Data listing
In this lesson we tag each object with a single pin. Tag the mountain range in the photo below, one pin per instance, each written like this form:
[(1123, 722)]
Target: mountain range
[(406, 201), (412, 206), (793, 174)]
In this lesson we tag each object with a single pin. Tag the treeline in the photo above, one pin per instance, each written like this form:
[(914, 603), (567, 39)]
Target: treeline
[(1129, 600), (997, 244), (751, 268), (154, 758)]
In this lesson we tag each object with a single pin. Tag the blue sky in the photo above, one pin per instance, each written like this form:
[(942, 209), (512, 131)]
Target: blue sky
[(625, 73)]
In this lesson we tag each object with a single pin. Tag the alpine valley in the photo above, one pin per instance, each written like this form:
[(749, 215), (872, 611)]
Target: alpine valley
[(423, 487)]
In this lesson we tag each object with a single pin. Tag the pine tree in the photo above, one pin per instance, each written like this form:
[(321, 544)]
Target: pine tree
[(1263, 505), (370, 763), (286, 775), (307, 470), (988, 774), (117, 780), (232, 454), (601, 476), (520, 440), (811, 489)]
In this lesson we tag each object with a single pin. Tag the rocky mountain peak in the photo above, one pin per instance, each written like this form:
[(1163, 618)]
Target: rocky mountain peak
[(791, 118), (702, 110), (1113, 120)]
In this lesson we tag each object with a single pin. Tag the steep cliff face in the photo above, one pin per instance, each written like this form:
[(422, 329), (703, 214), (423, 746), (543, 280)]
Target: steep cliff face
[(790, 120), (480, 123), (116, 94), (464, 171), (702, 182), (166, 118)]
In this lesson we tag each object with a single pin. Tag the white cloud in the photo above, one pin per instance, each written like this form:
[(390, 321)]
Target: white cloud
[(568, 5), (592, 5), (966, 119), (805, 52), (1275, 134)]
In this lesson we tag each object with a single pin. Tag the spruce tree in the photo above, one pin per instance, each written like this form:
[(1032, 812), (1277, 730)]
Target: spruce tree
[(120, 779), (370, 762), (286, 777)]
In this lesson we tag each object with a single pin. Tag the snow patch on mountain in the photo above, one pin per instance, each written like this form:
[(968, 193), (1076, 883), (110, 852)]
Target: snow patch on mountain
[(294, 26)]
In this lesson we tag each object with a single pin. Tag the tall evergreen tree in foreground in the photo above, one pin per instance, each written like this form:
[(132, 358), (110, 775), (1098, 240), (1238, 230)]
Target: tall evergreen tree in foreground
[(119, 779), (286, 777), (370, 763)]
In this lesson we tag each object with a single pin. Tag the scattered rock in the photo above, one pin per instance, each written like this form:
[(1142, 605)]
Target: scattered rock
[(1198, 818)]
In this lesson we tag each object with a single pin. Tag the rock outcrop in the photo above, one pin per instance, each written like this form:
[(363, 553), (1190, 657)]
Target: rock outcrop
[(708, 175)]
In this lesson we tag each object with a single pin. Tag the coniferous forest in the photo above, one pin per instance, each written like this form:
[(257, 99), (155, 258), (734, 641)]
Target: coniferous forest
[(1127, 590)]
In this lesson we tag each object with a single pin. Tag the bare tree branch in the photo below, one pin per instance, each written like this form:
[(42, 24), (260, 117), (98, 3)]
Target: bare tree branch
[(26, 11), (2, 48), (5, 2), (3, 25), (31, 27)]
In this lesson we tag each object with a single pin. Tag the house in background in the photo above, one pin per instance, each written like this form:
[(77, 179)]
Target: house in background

> Your objective
Write out the items again from the line with "Tag the treeline" to the line with "[(423, 487)]", renaming "Target" to "Label" and leaving everything else unchanged.

> Task answer
In this lesson we tag each object with a single pin. Tag the treeline in the photo above, one pin per instance, each written like this form:
[(914, 603), (567, 39)]
Label: treeline
[(1129, 600), (997, 244), (751, 268), (154, 758)]
In this lesson we tag each object with a single pin. Tag the blue sky in the photo above, one pin per instance, each written like this form:
[(942, 209), (512, 131)]
Label: blue sky
[(625, 73)]
In this lesson we tag each object with a single pin. Tag the alpine valley in the photo above, one pin per instance, each written like this form:
[(749, 215), (872, 611)]
Label: alpine valley
[(423, 487)]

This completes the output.